◆ Problem statement ◆
Reproduce the entries exactly as they appear below.

◆ Supplied records ◆
########################################

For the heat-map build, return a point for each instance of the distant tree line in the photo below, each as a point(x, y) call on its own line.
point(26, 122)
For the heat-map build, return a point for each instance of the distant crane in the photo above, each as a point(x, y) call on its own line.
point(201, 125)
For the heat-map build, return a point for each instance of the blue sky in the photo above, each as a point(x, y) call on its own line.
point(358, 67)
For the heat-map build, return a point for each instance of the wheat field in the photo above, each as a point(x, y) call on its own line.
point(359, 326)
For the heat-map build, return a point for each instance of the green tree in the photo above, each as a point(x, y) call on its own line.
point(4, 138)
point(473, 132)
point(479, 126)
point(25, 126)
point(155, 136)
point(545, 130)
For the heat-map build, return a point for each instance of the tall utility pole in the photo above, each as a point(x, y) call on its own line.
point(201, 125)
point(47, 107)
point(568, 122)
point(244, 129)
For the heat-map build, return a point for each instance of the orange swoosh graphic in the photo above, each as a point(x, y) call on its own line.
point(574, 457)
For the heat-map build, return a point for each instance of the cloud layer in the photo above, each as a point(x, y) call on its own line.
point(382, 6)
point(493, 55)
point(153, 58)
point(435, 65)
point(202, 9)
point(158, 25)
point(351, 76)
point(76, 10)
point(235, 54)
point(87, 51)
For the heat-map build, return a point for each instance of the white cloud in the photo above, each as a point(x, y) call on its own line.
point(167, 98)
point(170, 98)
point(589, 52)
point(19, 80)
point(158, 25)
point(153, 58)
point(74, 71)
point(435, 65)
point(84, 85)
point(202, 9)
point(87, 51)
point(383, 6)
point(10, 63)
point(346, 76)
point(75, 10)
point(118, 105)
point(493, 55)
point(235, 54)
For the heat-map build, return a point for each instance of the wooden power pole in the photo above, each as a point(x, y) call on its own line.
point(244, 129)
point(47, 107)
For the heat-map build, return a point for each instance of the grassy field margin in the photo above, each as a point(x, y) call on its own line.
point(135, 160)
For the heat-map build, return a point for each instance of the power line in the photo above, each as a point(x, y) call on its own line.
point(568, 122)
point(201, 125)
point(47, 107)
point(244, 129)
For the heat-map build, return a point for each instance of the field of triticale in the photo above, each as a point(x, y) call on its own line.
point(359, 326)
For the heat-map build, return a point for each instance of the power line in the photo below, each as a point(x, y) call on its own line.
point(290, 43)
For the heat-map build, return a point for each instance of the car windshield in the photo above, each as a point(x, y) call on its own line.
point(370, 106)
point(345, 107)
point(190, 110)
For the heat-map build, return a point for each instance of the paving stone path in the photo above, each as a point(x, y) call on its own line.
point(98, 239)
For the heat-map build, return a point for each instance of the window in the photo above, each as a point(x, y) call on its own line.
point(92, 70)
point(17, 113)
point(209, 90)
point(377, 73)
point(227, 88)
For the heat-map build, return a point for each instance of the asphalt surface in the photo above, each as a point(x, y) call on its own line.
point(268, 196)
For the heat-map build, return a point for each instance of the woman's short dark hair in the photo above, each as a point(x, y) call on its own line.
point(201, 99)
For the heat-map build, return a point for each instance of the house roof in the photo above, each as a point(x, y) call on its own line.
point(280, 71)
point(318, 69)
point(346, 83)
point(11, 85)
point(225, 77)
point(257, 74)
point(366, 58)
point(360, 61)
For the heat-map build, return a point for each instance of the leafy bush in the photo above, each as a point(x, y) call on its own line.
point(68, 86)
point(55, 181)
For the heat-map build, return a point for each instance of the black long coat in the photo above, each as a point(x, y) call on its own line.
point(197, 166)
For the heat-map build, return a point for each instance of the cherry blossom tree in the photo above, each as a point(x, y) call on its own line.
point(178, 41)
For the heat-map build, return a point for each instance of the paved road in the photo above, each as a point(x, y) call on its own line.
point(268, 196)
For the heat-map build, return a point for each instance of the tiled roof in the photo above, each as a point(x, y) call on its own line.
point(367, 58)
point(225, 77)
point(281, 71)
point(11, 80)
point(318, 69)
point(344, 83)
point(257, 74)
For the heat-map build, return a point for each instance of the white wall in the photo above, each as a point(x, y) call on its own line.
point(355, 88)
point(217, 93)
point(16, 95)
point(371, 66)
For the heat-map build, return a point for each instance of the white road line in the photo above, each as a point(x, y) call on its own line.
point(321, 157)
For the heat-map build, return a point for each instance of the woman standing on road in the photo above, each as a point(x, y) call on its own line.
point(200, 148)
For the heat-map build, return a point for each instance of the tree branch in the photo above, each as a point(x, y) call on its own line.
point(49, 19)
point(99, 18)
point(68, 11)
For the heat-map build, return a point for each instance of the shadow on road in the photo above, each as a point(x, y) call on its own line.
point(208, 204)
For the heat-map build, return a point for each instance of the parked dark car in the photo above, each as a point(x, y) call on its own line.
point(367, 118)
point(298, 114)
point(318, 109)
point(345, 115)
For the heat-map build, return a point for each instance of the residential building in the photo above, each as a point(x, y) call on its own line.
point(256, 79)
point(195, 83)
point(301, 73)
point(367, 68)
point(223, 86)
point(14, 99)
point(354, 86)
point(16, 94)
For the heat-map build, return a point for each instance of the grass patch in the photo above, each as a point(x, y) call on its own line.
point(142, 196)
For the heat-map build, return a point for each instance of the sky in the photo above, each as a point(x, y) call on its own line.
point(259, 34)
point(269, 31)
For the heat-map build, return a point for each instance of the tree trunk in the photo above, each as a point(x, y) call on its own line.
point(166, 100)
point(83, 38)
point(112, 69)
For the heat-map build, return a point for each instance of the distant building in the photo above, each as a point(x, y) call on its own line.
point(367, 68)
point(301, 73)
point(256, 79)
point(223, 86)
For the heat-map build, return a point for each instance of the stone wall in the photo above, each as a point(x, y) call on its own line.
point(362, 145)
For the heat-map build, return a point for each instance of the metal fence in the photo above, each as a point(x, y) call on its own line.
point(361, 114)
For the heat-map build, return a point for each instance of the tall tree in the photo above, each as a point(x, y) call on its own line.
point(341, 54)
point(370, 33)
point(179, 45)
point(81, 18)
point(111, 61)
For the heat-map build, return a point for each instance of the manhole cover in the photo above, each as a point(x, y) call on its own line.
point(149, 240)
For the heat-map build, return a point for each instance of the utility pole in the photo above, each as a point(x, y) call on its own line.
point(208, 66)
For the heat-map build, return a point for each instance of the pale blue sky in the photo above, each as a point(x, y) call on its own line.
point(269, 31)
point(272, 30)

########################################

◆ Your solution ◆
For the heat-map build, return a point for each instance of the distant tree line in the photo below, each as a point(x, y) call on its own line.
point(26, 122)
For the heat-map build, return a point for each instance of the distant crane in the photo above, each as a point(x, y) call on its own line.
point(201, 125)
For the heat-map build, return a point for each instance of the blue sky in the photo above, each as a point(x, y) call on its own line.
point(358, 67)
For the heat-map build, return a point for each instance of the wheat field in the photo above, each as a point(x, y) call on its own line.
point(359, 326)
For the heat-map build, return a point for each instance of the green tree in the photo above, each as a point(x, y) call on its own line.
point(4, 138)
point(473, 132)
point(479, 126)
point(25, 126)
point(155, 136)
point(545, 130)
For the heat-map build, return a point for each instance of the tall utility pole in the photo above, each as a point(x, y) call on its own line.
point(201, 125)
point(47, 107)
point(568, 122)
point(244, 129)
For the heat-map build, return a point for each instance of the orange swoosh graphic in the photo above, each as a point(x, y) call on its own line.
point(574, 457)
For the heat-map build, return a point for each instance of the cloud layer in the photo above, each as a point(x, y) call on its own line.
point(382, 6)
point(493, 55)
point(153, 58)
point(435, 65)
point(202, 9)
point(158, 25)
point(351, 76)
point(76, 10)
point(235, 54)
point(87, 51)
For the heat-map build, return a point for each instance of the white cloud in the photo above, each as a point(x, y) call on its own line.
point(167, 98)
point(170, 98)
point(589, 52)
point(19, 80)
point(158, 25)
point(153, 58)
point(74, 71)
point(435, 65)
point(84, 85)
point(202, 9)
point(87, 51)
point(383, 6)
point(10, 63)
point(346, 76)
point(75, 10)
point(118, 105)
point(493, 55)
point(235, 54)
For the heat-map build, return a point for each instance of the wooden power pole in the photo above, each as a point(x, y) call on its own line.
point(244, 129)
point(47, 107)
For the heat-map build, return a point for each instance of the grassy field margin in the photo above, each as a point(x, y) call on its own line.
point(135, 160)
For the heat-map build, return a point for each instance of the power line in the photo above, each as a point(x, y) call on its own line.
point(568, 122)
point(201, 125)
point(47, 107)
point(244, 129)
For the heat-map build, return a point for each instance of the field of triticale in the photo above, each as a point(x, y) call on its own line.
point(359, 326)
For the heat-map build, return a point for each instance of the power line in the photo below, each as a point(x, y) call on its own line.
point(290, 43)
For the heat-map build, return a point for each instance of the car windshield in the photo above, each as a point(x, y) call on its own line.
point(370, 106)
point(345, 107)
point(190, 110)
For the heat-map build, return a point for each instance of the paving stone path in the photo above, each as a point(x, y) call on its own line.
point(98, 239)
For the heat-map build, return a point for each instance of the window in the photo above, each as a point(x, y) call on its own line.
point(92, 70)
point(17, 113)
point(209, 90)
point(377, 73)
point(227, 88)
For the heat-map build, return a point for each instance of the asphalt surface in the photo above, each as a point(x, y) call on its own line.
point(268, 196)
For the heat-map build, return a point for each instance of the woman's short dark hair in the photo above, each as a point(x, y) call on its own line.
point(201, 99)
For the heat-map build, return a point for each instance of the house roof in the photo above, each as a point(x, y) call on its own line.
point(280, 71)
point(318, 69)
point(346, 83)
point(11, 85)
point(225, 77)
point(257, 74)
point(366, 58)
point(360, 61)
For the heat-map build, return a point for each instance of the leafy bush in the photo above, each as a point(x, y) call on its own line.
point(68, 86)
point(55, 181)
For the heat-map build, return a point for each instance of the black long coat in the photo above, each as a point(x, y) call on its own line.
point(197, 166)
For the heat-map build, return a point for each instance of the cherry blossom tree in the photo above, each as a point(x, y) call on its own line.
point(178, 41)
For the heat-map build, return a point for each instance of the paved road in the photo above, each as a point(x, y) call on its own line.
point(268, 196)
For the heat-map build, return a point for each instance of the tiled roof in the photo above, each as a point(x, y) call on its own line.
point(367, 58)
point(225, 77)
point(281, 71)
point(11, 80)
point(318, 69)
point(344, 83)
point(257, 74)
For the heat-map build, return a point for each instance of the white wall in the photo above, each as a point(x, y) call on its own line.
point(355, 88)
point(217, 93)
point(16, 95)
point(371, 66)
For the heat-map build, return a point for each instance of the white road line in the photo above, each as a point(x, y) call on its own line.
point(321, 157)
For the heat-map build, return a point for each instance of the woman standing on road in the photo above, each as a point(x, y) call on its own line.
point(200, 148)
For the heat-map build, return a point for each instance of the tree branch in the photo above, each as a point(x, y) call on its own line.
point(49, 19)
point(99, 18)
point(68, 11)
For the heat-map build, return a point for each instance of the shadow on road in the photo above, each as a point(x, y) call on its own line.
point(208, 204)
For the heat-map build, return a point for each instance of the parked dark car in the photo above, each as a point(x, y) call on its own line.
point(367, 118)
point(298, 114)
point(318, 109)
point(345, 115)
For the heat-map build, return a point for each instance of the residential building in the photo above, each as a point(x, y) call on its own line.
point(256, 79)
point(195, 83)
point(301, 73)
point(367, 68)
point(223, 86)
point(14, 99)
point(354, 86)
point(16, 94)
For the heat-map build, return a point for each instance of the grass patch in the photo above, each as a point(x, y) call on its own line.
point(142, 196)
For the heat-map build, return a point for each instance of the sky in the photo above, each as a point(x, y) call on its own line.
point(259, 34)
point(269, 31)
For the heat-map build, return a point for each instance of the tree trunk in the photo above, each as a point(x, y) call on its own line.
point(166, 100)
point(83, 38)
point(112, 69)
For the heat-map build, return a point for each instance of the distant building in the photo above, each as a point(x, y) call on its own line.
point(367, 68)
point(301, 73)
point(256, 79)
point(223, 86)
For the heat-map build, return a point for each instance of the stone wall in the photo above, each as a point(x, y) call on its own line.
point(362, 145)
For the heat-map build, return a point for each instance of the metal fence in the photo above, each as a point(x, y) call on its own line.
point(361, 114)
For the heat-map build, return a point for each instance of the tall tree in the photo above, each as a point(x, y) call on its own line.
point(341, 54)
point(370, 33)
point(179, 45)
point(81, 18)
point(111, 61)
For the heat-map build, return a point for each instance of the manhole cover in the photo above, each as a point(x, y) call on its own line.
point(149, 240)
For the heat-map build, return a point for each instance of the utility pole in the photo above, each as a point(x, y) call on its own line.
point(208, 66)
For the heat-map build, return a point for each instance of the pale blue sky in the photo above, each as a point(x, y) call on its own line.
point(269, 31)
point(272, 30)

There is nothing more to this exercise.